Given instruction 1: Rewrite every line of the records that follow the forum post, requests included, and multiply each coordinate in their answers by 2.05, rounding to whole numbers with halves rounded up. Leave the numbers in the requests and in their format samples unchanged.

Text passage:
Unable to create foreachwriter to load data from kafka to hbase using structured streaming


#1

Hi,

I need to insert data into hbase from kafka. I am getting error while creating foreachwriter.

Code:

import java.util.concurrent.ExecutorService
import org.apache.hadoop.hbase.client.{Connection, ConnectionFactory, Put}
import org.apache.hadoop.hbase.security.User
import org.apache.hadoop.hbase.{HBaseConfiguration, TableName}
import org.apache.spark.sql.{ForeachWriter, Row, SparkSession}

val writer = new ForeachWriter[Row] {
var hBaseConf: Configuration = _
var connection: Connection = _

override def open(partitionId: Long, version: Long) = {
hBaseConf = HBaseConfiguration.create()

hBaseConf.set(“hbase.zookeeper.quorum”,config.getString(“zookeeper.quorum”))

Given instruction 2:
Answer these from the forum post, marking each answer with the same letter as its question:
(a) From which system does the poster need to move data into hbase?
(b) What type parameter is given to ForeachWriter in the code?
(c) What is the first parameter of the open method called?

Material provided:

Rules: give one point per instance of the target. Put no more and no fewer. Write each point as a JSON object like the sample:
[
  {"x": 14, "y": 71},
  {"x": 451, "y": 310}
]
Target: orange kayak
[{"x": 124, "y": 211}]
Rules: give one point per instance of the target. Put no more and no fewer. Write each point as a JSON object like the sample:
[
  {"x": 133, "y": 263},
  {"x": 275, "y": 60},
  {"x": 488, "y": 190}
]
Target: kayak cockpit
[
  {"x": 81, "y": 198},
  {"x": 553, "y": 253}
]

Expected answer 1:
Rules: give one point per instance of the target. Put no more and no fewer. Write each point as a JSON object like the sample:
[
  {"x": 14, "y": 71},
  {"x": 451, "y": 310}
]
Target: orange kayak
[{"x": 254, "y": 433}]
Rules: give one point per instance of the target. Put no more and no fewer. Write each point as a JSON object like the sample:
[
  {"x": 133, "y": 263},
  {"x": 275, "y": 60},
  {"x": 488, "y": 190}
]
Target: kayak cockpit
[
  {"x": 166, "y": 406},
  {"x": 1134, "y": 519}
]

Expected answer 2:
(a) Kafka
(b) Row
(c) partitionId